● TEXT FOR ANALYSIS:
Gordon was born in Spotsylvania County, Virginia, to an aristocratic landholding family. His father had fought in the War of Independence as a lieutenant, and settled the family in Nashville after the war.

As a young man, John Gordon made a name for himself as an Indian fighter, riding with the militia to investigate reports of attacks on cabins and farmsteads around Nashville. In 1793 he was commissioned by Territorial Governor William Blount as a captain in the militia. In 1794, he rode in the Nickajack campaign against the Chickamauga Cherokee, who violently defended their Tennessee River Gorge homeland.

After Tennessee statehood in 1796, Gordon was appointed its first postmaster, a position also later held by his son-in-law, Confederate States General Felix Kirk Zollicoffer. Gordon had a plantation in Nashville where he made money from horse racing, but was eventually forced to sell the land to pay off debts.

During this time, Gordon married Dorothea "Dolly" Cross, the daughter of another Virginian who had settled in Nashville. Cross and Gordon, coming from the first families of Virginia, were both descended from Pocahontas. Their youngest daughter, born on February 21, 1819, was named Louisa Pocahontas Gordon.

== Later career ==
In January 1805 he was a signatory to a petition protesting the court-martial of Thomas Butler, probably produced at the behest of Andrew Jackson and sent to Thomas Jefferson's government. (Note: Disobedience of Orders Justified on the Grounds of Illegality, communicated to the Senate January 30, 1805. Enclosure 58, 8th Congress, 2nd Session.)

● PROBLEM DETAILS:
Print the passage on John Gordon word for word, from "After Tennessee statehood" to "Louisa Pocahontas Gordon.".

● STUDY MATERIAL:
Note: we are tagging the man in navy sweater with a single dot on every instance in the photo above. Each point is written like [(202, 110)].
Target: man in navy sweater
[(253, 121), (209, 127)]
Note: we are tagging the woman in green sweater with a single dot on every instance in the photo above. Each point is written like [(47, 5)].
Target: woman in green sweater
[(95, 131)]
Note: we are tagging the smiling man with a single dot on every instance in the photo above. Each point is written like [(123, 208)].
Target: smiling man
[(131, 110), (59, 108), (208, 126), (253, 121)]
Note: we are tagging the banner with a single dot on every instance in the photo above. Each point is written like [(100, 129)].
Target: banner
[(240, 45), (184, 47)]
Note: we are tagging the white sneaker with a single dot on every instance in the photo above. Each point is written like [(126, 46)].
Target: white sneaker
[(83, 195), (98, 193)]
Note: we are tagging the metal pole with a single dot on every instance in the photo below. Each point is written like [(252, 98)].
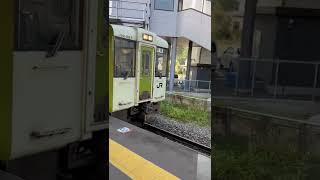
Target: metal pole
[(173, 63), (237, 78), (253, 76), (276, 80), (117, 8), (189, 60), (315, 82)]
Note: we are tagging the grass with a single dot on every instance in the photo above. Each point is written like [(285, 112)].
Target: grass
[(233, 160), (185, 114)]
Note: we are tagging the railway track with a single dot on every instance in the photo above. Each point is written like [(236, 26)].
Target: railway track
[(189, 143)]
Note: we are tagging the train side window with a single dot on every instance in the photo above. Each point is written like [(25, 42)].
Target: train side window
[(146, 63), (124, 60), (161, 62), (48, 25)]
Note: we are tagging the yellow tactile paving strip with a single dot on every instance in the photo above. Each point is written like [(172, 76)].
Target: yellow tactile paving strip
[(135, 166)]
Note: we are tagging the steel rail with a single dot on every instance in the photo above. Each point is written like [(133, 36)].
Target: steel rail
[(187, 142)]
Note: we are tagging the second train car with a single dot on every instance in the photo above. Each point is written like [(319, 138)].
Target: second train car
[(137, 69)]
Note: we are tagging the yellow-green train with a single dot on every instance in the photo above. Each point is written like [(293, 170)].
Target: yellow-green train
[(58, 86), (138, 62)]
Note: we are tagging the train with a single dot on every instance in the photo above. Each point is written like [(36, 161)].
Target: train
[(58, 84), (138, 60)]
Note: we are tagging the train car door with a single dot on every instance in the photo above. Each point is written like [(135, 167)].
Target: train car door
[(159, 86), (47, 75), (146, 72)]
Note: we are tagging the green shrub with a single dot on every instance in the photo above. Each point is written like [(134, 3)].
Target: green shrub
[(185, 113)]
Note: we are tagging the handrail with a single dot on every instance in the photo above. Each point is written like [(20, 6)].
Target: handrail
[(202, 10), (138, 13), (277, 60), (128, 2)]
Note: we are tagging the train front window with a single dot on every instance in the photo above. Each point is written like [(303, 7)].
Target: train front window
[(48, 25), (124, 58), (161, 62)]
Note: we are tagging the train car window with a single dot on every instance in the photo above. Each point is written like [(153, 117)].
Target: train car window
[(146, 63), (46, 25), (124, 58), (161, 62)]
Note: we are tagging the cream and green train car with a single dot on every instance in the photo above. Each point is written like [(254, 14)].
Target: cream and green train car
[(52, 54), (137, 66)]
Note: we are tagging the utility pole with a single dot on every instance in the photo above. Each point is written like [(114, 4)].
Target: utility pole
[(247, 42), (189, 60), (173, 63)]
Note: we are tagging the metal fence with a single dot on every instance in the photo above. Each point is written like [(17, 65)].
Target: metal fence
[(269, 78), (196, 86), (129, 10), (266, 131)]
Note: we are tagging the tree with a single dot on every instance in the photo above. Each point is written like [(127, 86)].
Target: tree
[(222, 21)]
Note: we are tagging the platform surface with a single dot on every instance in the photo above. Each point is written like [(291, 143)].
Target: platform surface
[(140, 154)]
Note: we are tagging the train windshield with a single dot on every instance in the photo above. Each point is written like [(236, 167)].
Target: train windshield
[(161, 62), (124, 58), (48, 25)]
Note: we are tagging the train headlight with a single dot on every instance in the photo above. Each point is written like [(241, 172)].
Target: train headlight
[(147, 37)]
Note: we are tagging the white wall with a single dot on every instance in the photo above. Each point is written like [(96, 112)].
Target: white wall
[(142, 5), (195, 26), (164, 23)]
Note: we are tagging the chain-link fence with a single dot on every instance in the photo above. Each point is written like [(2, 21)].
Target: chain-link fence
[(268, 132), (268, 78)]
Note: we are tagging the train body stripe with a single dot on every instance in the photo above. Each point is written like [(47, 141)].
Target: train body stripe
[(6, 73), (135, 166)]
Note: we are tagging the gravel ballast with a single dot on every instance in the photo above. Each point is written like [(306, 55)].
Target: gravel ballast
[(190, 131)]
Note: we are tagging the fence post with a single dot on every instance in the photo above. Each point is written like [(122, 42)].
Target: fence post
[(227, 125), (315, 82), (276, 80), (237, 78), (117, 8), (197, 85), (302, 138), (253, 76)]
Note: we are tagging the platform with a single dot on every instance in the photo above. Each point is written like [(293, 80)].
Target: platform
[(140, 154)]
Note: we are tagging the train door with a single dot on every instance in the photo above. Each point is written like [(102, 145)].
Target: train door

● RESPONSE TO THE EXERCISE:
After Tennessee statehood in 1796, Gordon was appointed its first postmaster, a position also later held by his son-in-law, Confederate States General Felix Kirk Zollicoffer. Gordon had a plantation in Nashville where he made money from horse racing, but was eventually forced to sell the land to pay off debts.

During this time, Gordon married Dorothea "Dolly" Cross, the daughter of another Virginian who had settled in Nashville. Cross and Gordon, coming from the first families of Virginia, were both descended from Pocahontas. Their youngest daughter, born on February 21, 1819, was named Louisa Pocahontas Gordon.